Provided text
****************************************

Monthly Archives: July 2014

On Grandparents

A week ago, my grandma died.

My grandpa went a couple years before she did. They both lived in China, and they both fell ill fairly suddenly, so I’ve gotten that phone call twice. The one that’s like, “Hey Emma! Just wanted you to know, Grandpa isn’t feeling too well. He’s been in the hospital for a couple days. They’re not sure what’s wrong, but…maybe you should come visit?”

Both times, I dropped everything, ran to the Chinese consulate, got my same-day rush visa (which requires no small amount of yelling and faxing, let me tell you), bought my next-day plane tickets, and flew into Shanghai the following evening. Both times, I arrived just in time to say goodbye.

My grandparents pretty much raised me. My parents had me right after they immigrated to the States, and they were out working most of the time, so it fell to my grandparents to spoil me rotten. My grandmother was this tiny, fierce, combative lady with a withering glare, but she always smiled when she saw me. My grandfather usually let her have her way, probably because he loved her, and probably also because life was much easier that way. He was a tinkerer. Neither of them ever learned much English, despite living in Chicago for nineteen years, but my grandpa was happy, because he was busy raising my goldfish and frogs and parakeets that I’d grown tired of, building three story birdhouses for the pigeons I brought home with broken wings, and trying to grow a variety of Asian vegetables that had no business growing in the midwestern United States. He loved to play Chinese opera songs at top volume through his duct-taped Walkman, while moving Chinese dominoes around in ways that defied logic. He explained the game to me one time. It was like Solitaire, except that it made no sense at all.

My grandma was smarter, and more easily bored. She largely occupied her time experimenting with cooking, watching historical Chinese soap operas, and telling my grandpa the right way to do things. She was mercurial, even with me. Some days she was sad, some days she was icy, and some days she was completely fine. I found out when I was older that my mom tried her out on a bunch of different antidepressants throughout the years, but it made no difference. She was simply that way, and my grandpa quietly took care of her, and defused her temper whenever possible.

I never had a doubt that they thought I was special. The rest of their grandchildren all lived in Shanghai, and around them, even my goofy grandfather was sterner, more demanding of respect and obedience. My grandmother rarely smiled at all. But I was their strange, foreign granddaughter, and they readily accepted my bright pink hair, my motorcycle, my Caucasian boyfriend, my unladylike career choices, and everything else about me as a matter of course. Aren’t all American kids that way?

They moved back to China permanently when I went off to college. My grandfather immediately embarked on a million new projects, which he’d show me whenever I flew in for a visit. Here was the vine plant, obviously much bigger than he’d imagined when he’d built the frame for it, that would theoretically someday produce fruit. Here was the microwave-sized porous rock, inexplicably covered in four different species of moss.

****************************************

[Referring expression data]
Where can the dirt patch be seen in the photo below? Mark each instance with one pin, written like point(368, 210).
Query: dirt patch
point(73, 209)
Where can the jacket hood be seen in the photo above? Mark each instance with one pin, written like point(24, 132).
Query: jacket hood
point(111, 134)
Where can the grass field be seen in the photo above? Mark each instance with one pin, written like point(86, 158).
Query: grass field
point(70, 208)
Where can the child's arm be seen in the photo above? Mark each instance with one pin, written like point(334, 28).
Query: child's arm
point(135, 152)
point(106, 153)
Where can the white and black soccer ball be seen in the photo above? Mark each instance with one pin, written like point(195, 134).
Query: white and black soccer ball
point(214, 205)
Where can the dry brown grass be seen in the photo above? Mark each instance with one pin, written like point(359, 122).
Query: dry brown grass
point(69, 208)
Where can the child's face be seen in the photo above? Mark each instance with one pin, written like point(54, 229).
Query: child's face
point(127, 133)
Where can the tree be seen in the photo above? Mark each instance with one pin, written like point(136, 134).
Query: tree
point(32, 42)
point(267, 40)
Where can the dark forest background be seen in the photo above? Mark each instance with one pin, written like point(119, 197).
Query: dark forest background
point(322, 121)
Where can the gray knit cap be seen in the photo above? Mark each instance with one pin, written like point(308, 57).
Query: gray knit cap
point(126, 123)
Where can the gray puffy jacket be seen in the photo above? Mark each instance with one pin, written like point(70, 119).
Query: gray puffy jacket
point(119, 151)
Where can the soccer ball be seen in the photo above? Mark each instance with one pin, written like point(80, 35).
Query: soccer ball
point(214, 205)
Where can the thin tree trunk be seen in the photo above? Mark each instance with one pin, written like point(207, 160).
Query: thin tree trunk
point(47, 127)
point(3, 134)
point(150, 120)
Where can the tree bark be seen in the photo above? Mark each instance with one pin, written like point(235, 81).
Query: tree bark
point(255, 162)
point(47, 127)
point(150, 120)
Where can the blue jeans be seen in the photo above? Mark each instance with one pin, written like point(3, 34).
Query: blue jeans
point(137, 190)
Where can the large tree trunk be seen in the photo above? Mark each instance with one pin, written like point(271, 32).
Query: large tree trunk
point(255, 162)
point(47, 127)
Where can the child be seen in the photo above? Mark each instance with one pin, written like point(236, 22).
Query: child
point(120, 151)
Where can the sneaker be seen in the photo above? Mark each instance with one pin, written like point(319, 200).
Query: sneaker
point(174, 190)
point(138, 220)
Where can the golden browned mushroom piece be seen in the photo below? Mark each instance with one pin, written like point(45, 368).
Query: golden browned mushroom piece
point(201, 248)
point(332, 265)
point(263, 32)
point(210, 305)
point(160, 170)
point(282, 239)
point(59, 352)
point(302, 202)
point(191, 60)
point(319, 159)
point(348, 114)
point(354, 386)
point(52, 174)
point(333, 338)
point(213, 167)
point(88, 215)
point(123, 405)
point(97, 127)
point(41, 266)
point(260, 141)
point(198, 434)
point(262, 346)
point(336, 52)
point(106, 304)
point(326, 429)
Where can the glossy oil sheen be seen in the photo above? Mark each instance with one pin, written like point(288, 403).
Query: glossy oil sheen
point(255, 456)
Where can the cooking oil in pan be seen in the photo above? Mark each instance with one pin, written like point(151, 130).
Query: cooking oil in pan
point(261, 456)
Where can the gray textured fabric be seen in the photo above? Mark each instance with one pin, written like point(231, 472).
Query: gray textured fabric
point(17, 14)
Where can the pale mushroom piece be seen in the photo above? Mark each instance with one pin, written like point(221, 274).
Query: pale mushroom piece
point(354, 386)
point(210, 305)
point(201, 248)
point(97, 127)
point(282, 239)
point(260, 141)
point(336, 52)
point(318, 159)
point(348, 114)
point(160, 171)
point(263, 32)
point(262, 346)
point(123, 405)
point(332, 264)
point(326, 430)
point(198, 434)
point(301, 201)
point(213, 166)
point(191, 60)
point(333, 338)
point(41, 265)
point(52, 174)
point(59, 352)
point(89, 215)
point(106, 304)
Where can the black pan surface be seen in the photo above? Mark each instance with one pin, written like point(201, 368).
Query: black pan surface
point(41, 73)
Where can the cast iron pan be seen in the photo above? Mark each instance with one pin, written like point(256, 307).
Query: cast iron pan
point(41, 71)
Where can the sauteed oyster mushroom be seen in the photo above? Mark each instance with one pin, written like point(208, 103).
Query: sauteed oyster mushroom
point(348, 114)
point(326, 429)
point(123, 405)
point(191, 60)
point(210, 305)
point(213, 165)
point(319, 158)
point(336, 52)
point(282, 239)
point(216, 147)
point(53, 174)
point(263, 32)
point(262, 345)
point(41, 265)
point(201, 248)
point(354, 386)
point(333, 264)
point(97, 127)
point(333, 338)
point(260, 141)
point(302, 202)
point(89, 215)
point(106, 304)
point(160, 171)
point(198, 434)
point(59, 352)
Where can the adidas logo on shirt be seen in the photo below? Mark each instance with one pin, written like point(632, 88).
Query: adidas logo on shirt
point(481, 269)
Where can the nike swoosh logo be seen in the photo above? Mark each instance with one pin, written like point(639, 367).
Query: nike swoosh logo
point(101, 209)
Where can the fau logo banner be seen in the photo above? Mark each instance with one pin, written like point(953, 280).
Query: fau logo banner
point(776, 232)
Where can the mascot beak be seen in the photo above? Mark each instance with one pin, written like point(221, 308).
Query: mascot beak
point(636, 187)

****************************************

What this exercise asks
a: Indicate whether each statement below agrees with the "On Grandparents" text, answering yes or no and quoting the words of the text that settle it: (i) the grandparents lived in Chicago for nineteen years; (ii) the grandfather spent much of his time watching historical Chinese soap operas; (iii) the grandparents moved back to China permanently when the writer went off to college.
b: From the "On Grandparents" text, extract the passage from "Both times, I dropped" up to and including "to say goodbye.".
c: Extend the "On Grandparents" text about the writer's grandmother and grandfather, continuing from where it stops.

Responses by item number
a:
(i) Yes: "despite living in Chicago for nineteen years"
(ii) No: "My grandma was smarter, and more easily bored. She largely occupied her time experimenting with cooking, watching historical Chinese soap operas, and telling my grandpa the right way to do things."
(iii) Yes: "They moved back to China permanently when I went off to college."

b:
Both times, I dropped everything, ran to the Chinese consulate, got my same-day rush visa (which requires no small amount of yelling and faxing, let me tell you), bought my next-day plane tickets, and flew into Shanghai the following evening. Both times, I arrived just in time to say goodbye.

c:
My grandmother enjoyed being back in a place where she could express her disapproval at people in a language they’d understand, but I think she missed me a lot. I usually talked to her more when I called, and she always seemed cheerier by the end of our conversation. When I was in college, I would relay my various adventures around campus, and she tried her best to scold me, but never quite managed because I could always hear her smiling. When I became a software engineer, I tried several times to explain to her what I was doing for work, but we pretty much arrived at “typing on computers a lot.” She reminded me not to look at screens too much, to dress warmly, and to call my parents more.

At one point, I remember my mom and some of her siblings talking about getting my grandparents a laptop, or an iPad, or something. I knew better. When I was in high school, I’d spent a few summer weeks trying to teach them to use the Internet. When I started, I thought I could teach them to download Chinese movies and send emails to their kids in Shanghai. A week in, I would have settled for them learning to turn on the computer, and click on a handful of bookmarks to Chinese news sites that I’d installed for them. It was useless. My grandfather is probably going to be a QA tester in a future life. One time, I saw him using a mouse upside down. My grandmother had somewhat more common sense, but she was also much less patient.

There was one exception to my grandparents’ blanket incompatibility with technology. Every year, on my birthday, I would always get a phone call from them. My freshman year of college, they called me on my regular, old-timey telephone from their regular, old-timey telephone. But soon, they graduated to cordless phones and non-smart cell phones. One year, my grandma even Facetimed me from my aunt’s iPhone! True to style, she started the call with the wrong camera feed on, and she was ready to spend the whole call talking at the back of the phone. I walked her through it, though. I was unspeakably proud.

I’ve never thought that the last days of someone’s life were more important or more meaningful than all the rest, so I tried to lighten the mood when they were in the hospital, told them terrible jokes, tried to get them to recall the sparse English I’d taught them years before. I didn’t know how to say goodbye. But I hope they knew that I loved them, that they gave me a happy childhood, and that they instilled in me an enormous curiosity and a reckless tenacity, respectively. I think that they must have known.